Return only this: the line with "Accessibility service: describe the location of police" and all the lines that follow it below, through the final one, exactly as they are.

===== Data

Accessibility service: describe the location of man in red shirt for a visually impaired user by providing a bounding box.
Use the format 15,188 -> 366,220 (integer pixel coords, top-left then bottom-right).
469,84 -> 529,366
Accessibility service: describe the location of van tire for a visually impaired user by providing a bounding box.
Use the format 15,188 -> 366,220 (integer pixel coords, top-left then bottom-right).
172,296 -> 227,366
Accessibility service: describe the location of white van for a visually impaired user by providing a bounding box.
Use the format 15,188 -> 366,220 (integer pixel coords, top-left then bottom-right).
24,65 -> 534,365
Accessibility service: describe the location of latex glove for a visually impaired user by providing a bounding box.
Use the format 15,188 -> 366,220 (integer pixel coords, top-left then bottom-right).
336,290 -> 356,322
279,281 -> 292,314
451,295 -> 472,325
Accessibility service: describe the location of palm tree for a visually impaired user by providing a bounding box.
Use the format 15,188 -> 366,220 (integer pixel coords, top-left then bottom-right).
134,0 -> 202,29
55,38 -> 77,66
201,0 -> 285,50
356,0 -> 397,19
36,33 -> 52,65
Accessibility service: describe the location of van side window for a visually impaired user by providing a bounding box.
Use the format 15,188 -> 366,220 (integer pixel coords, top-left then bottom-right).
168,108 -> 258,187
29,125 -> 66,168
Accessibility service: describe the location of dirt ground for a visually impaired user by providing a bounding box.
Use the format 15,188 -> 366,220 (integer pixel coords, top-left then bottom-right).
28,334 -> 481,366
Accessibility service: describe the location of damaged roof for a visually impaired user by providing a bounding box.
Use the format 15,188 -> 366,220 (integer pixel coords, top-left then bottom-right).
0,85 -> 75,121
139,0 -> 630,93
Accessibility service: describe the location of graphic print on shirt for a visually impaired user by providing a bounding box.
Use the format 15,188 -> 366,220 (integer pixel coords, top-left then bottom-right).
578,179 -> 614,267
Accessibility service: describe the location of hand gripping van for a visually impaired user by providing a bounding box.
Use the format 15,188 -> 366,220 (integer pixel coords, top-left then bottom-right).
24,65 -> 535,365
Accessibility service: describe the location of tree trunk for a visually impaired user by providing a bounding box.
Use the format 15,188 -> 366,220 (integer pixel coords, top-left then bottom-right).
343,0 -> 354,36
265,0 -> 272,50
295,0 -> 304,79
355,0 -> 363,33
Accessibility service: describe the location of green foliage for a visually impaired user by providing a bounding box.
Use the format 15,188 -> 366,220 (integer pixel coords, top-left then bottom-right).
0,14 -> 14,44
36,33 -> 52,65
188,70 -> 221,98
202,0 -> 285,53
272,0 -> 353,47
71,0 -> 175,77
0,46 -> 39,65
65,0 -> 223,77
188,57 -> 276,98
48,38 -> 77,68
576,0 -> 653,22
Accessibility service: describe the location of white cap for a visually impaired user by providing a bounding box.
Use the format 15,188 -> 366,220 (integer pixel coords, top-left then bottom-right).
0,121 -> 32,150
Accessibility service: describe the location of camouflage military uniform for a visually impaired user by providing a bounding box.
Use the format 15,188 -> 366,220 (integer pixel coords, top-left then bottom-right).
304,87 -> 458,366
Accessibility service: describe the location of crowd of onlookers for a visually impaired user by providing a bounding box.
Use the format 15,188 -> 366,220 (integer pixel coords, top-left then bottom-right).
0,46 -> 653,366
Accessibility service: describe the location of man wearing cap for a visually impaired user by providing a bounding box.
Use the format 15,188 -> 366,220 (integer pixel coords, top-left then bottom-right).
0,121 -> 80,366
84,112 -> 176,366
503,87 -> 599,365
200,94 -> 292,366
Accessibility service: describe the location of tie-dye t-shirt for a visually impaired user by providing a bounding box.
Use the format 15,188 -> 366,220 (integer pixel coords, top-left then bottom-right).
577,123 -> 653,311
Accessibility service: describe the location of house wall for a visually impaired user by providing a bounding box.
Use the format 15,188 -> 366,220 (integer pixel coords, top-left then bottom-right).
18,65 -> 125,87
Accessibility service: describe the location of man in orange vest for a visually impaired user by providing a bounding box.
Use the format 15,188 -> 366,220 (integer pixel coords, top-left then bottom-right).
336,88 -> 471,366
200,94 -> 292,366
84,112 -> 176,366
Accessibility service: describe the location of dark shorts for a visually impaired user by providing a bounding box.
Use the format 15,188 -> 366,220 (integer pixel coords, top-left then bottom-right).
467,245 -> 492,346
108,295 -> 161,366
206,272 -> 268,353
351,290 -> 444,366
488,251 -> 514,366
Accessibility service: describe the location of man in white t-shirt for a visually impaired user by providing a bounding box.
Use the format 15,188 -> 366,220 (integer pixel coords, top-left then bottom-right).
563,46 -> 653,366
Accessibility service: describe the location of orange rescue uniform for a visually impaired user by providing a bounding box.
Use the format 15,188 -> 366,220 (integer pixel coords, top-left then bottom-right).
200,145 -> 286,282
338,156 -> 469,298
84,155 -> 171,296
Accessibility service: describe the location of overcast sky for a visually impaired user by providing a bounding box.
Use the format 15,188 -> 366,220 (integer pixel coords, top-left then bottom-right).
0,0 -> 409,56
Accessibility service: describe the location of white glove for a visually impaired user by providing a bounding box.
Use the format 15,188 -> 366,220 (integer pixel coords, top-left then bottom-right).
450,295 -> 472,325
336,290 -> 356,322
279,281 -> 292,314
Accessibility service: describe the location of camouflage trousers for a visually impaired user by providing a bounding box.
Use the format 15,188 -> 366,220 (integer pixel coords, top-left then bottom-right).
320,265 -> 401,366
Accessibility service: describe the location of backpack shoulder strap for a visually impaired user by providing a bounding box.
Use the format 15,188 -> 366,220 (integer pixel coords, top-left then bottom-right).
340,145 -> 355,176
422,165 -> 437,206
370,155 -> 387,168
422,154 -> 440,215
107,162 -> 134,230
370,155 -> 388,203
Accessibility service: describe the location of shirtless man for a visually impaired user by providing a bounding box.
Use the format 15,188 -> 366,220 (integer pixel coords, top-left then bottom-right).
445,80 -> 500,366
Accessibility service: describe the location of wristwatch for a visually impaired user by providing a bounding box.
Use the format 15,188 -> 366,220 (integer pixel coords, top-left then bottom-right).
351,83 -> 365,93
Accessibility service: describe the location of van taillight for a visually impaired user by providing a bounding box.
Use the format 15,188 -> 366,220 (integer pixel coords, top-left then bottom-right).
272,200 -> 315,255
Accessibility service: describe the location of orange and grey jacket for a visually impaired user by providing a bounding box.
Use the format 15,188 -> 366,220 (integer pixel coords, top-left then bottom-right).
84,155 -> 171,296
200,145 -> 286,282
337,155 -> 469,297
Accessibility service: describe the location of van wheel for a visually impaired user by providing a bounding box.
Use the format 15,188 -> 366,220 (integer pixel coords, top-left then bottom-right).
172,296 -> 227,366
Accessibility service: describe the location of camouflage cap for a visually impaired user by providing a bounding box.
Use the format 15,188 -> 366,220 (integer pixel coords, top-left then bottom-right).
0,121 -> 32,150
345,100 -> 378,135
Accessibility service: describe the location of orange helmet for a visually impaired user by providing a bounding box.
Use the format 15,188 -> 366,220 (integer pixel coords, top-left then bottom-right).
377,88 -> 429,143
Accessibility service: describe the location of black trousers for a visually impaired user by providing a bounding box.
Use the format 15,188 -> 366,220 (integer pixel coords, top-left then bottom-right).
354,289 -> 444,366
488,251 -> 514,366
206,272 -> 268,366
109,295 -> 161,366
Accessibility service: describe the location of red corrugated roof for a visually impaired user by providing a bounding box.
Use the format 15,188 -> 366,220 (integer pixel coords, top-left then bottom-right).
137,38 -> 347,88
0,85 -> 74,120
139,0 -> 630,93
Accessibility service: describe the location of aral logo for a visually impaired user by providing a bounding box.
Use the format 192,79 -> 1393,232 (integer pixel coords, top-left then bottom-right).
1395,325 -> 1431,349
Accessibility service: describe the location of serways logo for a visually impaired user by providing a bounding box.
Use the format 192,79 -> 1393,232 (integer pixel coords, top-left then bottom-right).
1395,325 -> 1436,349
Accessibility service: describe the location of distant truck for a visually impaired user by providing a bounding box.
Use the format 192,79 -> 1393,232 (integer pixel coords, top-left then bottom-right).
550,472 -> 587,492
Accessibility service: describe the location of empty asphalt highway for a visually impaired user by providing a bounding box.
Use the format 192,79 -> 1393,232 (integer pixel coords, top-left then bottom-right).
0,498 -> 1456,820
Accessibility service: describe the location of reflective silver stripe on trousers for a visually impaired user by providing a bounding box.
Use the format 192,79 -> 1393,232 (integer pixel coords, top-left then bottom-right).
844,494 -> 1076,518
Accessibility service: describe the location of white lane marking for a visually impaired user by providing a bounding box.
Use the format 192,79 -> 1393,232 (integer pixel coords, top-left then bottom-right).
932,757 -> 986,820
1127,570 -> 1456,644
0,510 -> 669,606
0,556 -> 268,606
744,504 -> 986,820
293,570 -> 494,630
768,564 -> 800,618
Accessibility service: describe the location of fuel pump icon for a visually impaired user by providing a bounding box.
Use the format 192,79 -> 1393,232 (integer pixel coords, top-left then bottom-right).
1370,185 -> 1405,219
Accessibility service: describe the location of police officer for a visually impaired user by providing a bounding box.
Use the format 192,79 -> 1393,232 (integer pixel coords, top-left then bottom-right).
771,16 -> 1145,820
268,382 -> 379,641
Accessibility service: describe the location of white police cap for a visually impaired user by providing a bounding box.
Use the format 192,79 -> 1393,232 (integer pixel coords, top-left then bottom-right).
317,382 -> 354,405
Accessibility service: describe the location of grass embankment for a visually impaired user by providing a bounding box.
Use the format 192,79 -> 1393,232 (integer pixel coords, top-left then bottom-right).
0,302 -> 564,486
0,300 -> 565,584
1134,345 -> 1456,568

==========

* **Exercise response**:
Accessibility service: describe the location of police officer for a visually impaired user by providing a bounding box.
Use the format 192,79 -> 1393,232 (integer pixel coords, top-left then bottom-right).
771,16 -> 1145,820
268,382 -> 379,641
Accessibility service: describe the location of white police cap for a visually impaired user by providing a bounding box.
Use the format 192,79 -> 1393,232 (integer pixel coords, top-left then bottom-right).
317,382 -> 354,405
Accessibility service: describe the location of grass embankment for a visually impaired user by providing a bounding box.
Use the format 192,79 -> 1393,232 (integer pixel coords, top-left then bottom-right).
0,302 -> 564,486
0,300 -> 565,584
1134,345 -> 1456,568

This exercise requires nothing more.